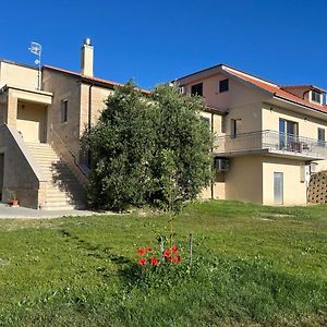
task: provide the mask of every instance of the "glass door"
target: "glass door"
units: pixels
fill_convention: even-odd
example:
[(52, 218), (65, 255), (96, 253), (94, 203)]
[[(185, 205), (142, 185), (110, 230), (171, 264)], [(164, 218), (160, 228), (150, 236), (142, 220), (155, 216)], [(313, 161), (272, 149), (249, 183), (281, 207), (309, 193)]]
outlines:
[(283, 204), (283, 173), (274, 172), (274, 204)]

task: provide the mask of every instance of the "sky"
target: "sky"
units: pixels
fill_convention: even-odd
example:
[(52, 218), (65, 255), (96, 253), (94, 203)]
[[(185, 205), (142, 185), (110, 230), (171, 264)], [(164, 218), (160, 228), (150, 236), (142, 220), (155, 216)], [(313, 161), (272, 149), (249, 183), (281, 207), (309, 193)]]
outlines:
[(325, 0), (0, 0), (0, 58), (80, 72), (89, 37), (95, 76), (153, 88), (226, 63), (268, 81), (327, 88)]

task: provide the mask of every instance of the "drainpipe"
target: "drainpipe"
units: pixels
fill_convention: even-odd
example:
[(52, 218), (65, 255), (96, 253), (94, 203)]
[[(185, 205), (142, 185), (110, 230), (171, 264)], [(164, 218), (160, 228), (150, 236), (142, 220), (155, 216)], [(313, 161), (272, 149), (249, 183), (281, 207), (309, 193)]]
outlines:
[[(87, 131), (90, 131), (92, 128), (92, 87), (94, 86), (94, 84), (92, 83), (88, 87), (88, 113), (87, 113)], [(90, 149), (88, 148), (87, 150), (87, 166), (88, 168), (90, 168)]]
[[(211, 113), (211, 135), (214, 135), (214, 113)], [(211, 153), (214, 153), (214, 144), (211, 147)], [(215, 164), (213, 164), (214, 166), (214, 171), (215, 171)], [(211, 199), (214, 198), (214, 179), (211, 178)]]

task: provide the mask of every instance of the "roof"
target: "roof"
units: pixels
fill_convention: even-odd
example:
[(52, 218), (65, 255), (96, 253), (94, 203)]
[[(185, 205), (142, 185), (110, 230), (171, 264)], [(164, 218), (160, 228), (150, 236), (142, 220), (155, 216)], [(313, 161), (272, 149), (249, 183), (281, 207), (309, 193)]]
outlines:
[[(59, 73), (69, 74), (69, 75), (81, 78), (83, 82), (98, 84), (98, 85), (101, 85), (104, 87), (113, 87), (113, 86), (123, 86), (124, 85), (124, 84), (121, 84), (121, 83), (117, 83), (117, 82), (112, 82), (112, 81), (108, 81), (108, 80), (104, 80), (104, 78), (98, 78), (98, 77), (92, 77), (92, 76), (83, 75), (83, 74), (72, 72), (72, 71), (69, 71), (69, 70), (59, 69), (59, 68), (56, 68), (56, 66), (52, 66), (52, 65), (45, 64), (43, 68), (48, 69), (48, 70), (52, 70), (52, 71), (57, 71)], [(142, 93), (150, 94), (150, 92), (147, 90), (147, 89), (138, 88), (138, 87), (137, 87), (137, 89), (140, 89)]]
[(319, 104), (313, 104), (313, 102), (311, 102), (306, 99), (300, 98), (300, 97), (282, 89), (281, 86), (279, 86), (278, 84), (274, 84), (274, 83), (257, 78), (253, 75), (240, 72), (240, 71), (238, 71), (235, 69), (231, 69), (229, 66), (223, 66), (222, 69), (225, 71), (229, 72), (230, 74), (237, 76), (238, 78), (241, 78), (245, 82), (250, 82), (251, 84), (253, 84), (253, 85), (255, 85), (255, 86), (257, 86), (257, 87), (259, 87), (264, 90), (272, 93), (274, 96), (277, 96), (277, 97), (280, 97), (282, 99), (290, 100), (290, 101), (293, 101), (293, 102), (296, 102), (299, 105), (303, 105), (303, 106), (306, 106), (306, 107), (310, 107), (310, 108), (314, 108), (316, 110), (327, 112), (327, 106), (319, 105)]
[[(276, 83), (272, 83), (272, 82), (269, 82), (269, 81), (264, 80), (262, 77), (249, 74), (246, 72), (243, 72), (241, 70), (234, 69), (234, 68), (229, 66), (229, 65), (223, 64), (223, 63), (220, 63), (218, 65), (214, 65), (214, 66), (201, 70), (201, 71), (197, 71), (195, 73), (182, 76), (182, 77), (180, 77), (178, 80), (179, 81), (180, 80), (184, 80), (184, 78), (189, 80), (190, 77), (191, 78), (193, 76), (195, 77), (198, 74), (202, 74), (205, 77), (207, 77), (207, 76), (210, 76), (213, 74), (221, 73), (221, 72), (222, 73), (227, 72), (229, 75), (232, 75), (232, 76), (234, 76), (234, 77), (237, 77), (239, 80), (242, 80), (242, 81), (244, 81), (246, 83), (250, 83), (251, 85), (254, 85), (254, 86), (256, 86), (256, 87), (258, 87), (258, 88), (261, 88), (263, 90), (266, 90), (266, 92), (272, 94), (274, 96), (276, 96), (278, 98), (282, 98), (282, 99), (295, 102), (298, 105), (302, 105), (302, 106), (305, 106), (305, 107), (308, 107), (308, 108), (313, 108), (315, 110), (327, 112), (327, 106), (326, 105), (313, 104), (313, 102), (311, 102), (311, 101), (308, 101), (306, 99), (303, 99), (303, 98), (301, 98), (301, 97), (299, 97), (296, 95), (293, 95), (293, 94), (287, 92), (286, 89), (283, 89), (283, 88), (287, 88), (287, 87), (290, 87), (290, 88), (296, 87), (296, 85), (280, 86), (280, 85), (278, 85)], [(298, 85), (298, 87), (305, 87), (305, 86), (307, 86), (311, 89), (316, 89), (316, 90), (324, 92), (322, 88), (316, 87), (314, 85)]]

--------------------

● Written instruction
Write out every line of the items above as a numbered list, skipping blank lines and omitting the pictures.

● Answer for this exercise
1. task: provide the mask of every instance of the "glass door"
2. target: "glass door"
3. units: pixels
4. fill_convention: even-odd
5. example:
6. [(52, 218), (65, 255), (96, 253), (94, 203)]
7. [[(185, 205), (142, 185), (110, 230), (171, 264)], [(164, 218), (160, 228), (150, 236), (142, 220), (155, 216)], [(313, 161), (272, 149), (249, 183), (281, 207), (309, 193)]]
8. outlines:
9. [(283, 204), (283, 173), (274, 172), (274, 204)]
10. task: provide the mask of every instance of the "sky"
11. target: "sky"
12. units: pixels
13. fill_convention: even-odd
14. example:
15. [(52, 218), (65, 255), (96, 253), (94, 203)]
16. [[(185, 205), (142, 185), (110, 230), (171, 264)], [(164, 218), (160, 228), (150, 236), (142, 220), (155, 216)], [(313, 161), (272, 149), (249, 183), (281, 207), (309, 193)]]
17. outlines:
18. [(325, 0), (0, 0), (0, 58), (80, 72), (89, 37), (95, 76), (153, 88), (226, 63), (268, 81), (327, 88)]
19. task: provide the mask of every instance of the "drainpipe"
20. target: "drainpipe"
21. units: pixels
22. fill_convention: even-odd
23. example:
24. [(52, 218), (65, 255), (96, 253), (94, 203)]
25. [[(185, 205), (142, 185), (110, 230), (171, 264)], [(164, 218), (160, 228), (150, 236), (142, 220), (155, 216)], [(313, 161), (272, 149), (249, 183), (281, 207), (309, 193)]]
26. outlines:
27. [[(87, 131), (90, 131), (92, 128), (92, 87), (94, 86), (94, 84), (92, 83), (88, 87), (88, 113), (87, 113)], [(90, 149), (88, 148), (87, 150), (87, 166), (88, 168), (90, 168)]]
28. [[(211, 113), (211, 135), (214, 135), (214, 113)], [(211, 153), (214, 153), (214, 144), (211, 147)], [(215, 164), (213, 164), (214, 166), (214, 171), (215, 171)], [(211, 199), (214, 198), (214, 179), (211, 178)]]
29. task: provide the mask of every instance of the "roof"
30. target: "roof"
31. units: pixels
32. fill_convention: even-odd
33. example:
34. [(52, 218), (65, 255), (96, 253), (94, 203)]
35. [[(185, 205), (142, 185), (110, 230), (171, 264)], [(164, 218), (160, 228), (150, 236), (142, 220), (155, 216)], [(313, 161), (272, 149), (249, 183), (281, 207), (309, 193)]]
36. outlines:
37. [[(59, 73), (69, 74), (69, 75), (81, 78), (83, 82), (98, 84), (98, 85), (101, 85), (104, 87), (113, 87), (113, 86), (123, 86), (124, 85), (124, 84), (121, 84), (121, 83), (117, 83), (117, 82), (112, 82), (112, 81), (108, 81), (108, 80), (104, 80), (104, 78), (98, 78), (98, 77), (92, 77), (92, 76), (83, 75), (83, 74), (72, 72), (72, 71), (69, 71), (69, 70), (59, 69), (59, 68), (56, 68), (56, 66), (52, 66), (52, 65), (45, 64), (43, 68), (48, 69), (48, 70), (52, 70), (52, 71), (57, 71)], [(142, 93), (150, 94), (150, 92), (147, 90), (147, 89), (138, 88), (138, 87), (137, 87), (137, 89), (140, 89)]]
38. [(319, 104), (313, 104), (313, 102), (311, 102), (306, 99), (300, 98), (300, 97), (282, 89), (281, 86), (279, 86), (278, 84), (274, 84), (274, 83), (257, 78), (253, 75), (240, 72), (240, 71), (238, 71), (235, 69), (231, 69), (229, 66), (223, 66), (222, 69), (225, 71), (229, 72), (230, 74), (237, 76), (238, 78), (241, 78), (245, 82), (250, 82), (251, 84), (253, 84), (253, 85), (255, 85), (255, 86), (257, 86), (257, 87), (259, 87), (264, 90), (272, 93), (274, 96), (277, 96), (277, 97), (280, 97), (282, 99), (290, 100), (290, 101), (293, 101), (293, 102), (296, 102), (299, 105), (303, 105), (303, 106), (306, 106), (306, 107), (310, 107), (310, 108), (314, 108), (316, 110), (327, 112), (327, 106), (319, 105)]
39. [[(276, 83), (272, 83), (272, 82), (269, 82), (269, 81), (264, 80), (262, 77), (249, 74), (246, 72), (243, 72), (241, 70), (234, 69), (234, 68), (229, 66), (229, 65), (223, 64), (223, 63), (220, 63), (218, 65), (214, 65), (214, 66), (201, 70), (201, 71), (197, 71), (195, 73), (182, 76), (182, 77), (180, 77), (178, 80), (179, 81), (180, 80), (184, 80), (184, 78), (189, 80), (190, 77), (191, 78), (193, 76), (195, 77), (198, 74), (202, 74), (205, 77), (207, 77), (207, 76), (210, 76), (213, 74), (221, 73), (221, 72), (222, 73), (227, 72), (229, 75), (232, 75), (232, 76), (234, 76), (234, 77), (237, 77), (239, 80), (242, 80), (242, 81), (244, 81), (246, 83), (250, 83), (251, 85), (254, 85), (254, 86), (256, 86), (256, 87), (258, 87), (258, 88), (261, 88), (263, 90), (266, 90), (266, 92), (272, 94), (274, 96), (276, 96), (278, 98), (282, 98), (282, 99), (295, 102), (298, 105), (302, 105), (302, 106), (305, 106), (305, 107), (308, 107), (308, 108), (313, 108), (315, 110), (327, 112), (327, 106), (326, 105), (313, 104), (313, 102), (311, 102), (311, 101), (308, 101), (306, 99), (303, 99), (303, 98), (301, 98), (301, 97), (299, 97), (296, 95), (293, 95), (293, 94), (287, 92), (286, 89), (283, 89), (283, 88), (287, 88), (287, 87), (290, 87), (290, 88), (296, 87), (296, 85), (280, 86), (280, 85), (278, 85)], [(298, 85), (298, 87), (305, 87), (305, 86), (307, 86), (311, 89), (316, 89), (316, 90), (324, 92), (322, 88), (316, 87), (314, 85)]]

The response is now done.